| Goal |
Print each of the items below verbatim, line for line, omitting the pictures.

##### Supplied material

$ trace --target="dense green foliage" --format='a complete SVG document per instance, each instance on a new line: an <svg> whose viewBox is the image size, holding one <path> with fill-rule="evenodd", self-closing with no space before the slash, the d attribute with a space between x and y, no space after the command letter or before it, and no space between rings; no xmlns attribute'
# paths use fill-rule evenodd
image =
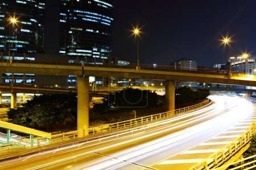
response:
<svg viewBox="0 0 256 170"><path fill-rule="evenodd" d="M11 122L42 130L49 130L67 125L77 117L77 97L74 94L44 95L35 96L11 109L8 116Z"/></svg>
<svg viewBox="0 0 256 170"><path fill-rule="evenodd" d="M175 103L182 103L204 100L209 95L209 89L199 88L197 91L193 91L190 88L183 87L175 90Z"/></svg>
<svg viewBox="0 0 256 170"><path fill-rule="evenodd" d="M175 90L176 103L205 99L208 90L192 91L182 87ZM165 111L158 101L163 99L148 90L123 88L109 95L102 103L94 104L90 109L90 122L94 125L122 121L137 116L145 116ZM160 100L159 100L160 99ZM163 103L162 103L163 104ZM76 94L43 95L35 96L23 107L8 112L11 122L42 130L52 131L76 126L77 99Z"/></svg>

##########

| Written response |
$ trace --target="dense green foliage" --format='a complete SVG document per instance, each instance on a new line: an <svg> whose viewBox is the image size, holding one <path> with fill-rule="evenodd", self-closing with no space before the slash, the d attribute with a space between x and y, no space after the command letter or before it, and no space between rings; no xmlns attribute'
# paths use fill-rule evenodd
image =
response:
<svg viewBox="0 0 256 170"><path fill-rule="evenodd" d="M11 122L42 130L49 130L67 125L77 117L77 97L74 94L44 95L35 96L11 109L8 116Z"/></svg>
<svg viewBox="0 0 256 170"><path fill-rule="evenodd" d="M175 103L182 103L204 100L209 95L209 89L199 88L197 91L193 91L190 88L183 87L175 90Z"/></svg>
<svg viewBox="0 0 256 170"><path fill-rule="evenodd" d="M175 90L176 103L205 99L208 90L192 91L182 87ZM165 111L158 101L163 99L148 90L123 88L109 95L102 103L94 104L90 109L90 122L94 125L122 121L137 116L145 116ZM160 100L159 100L160 99ZM163 103L162 103L163 104ZM76 94L43 95L35 96L23 107L8 112L11 122L42 130L52 131L76 126L77 99Z"/></svg>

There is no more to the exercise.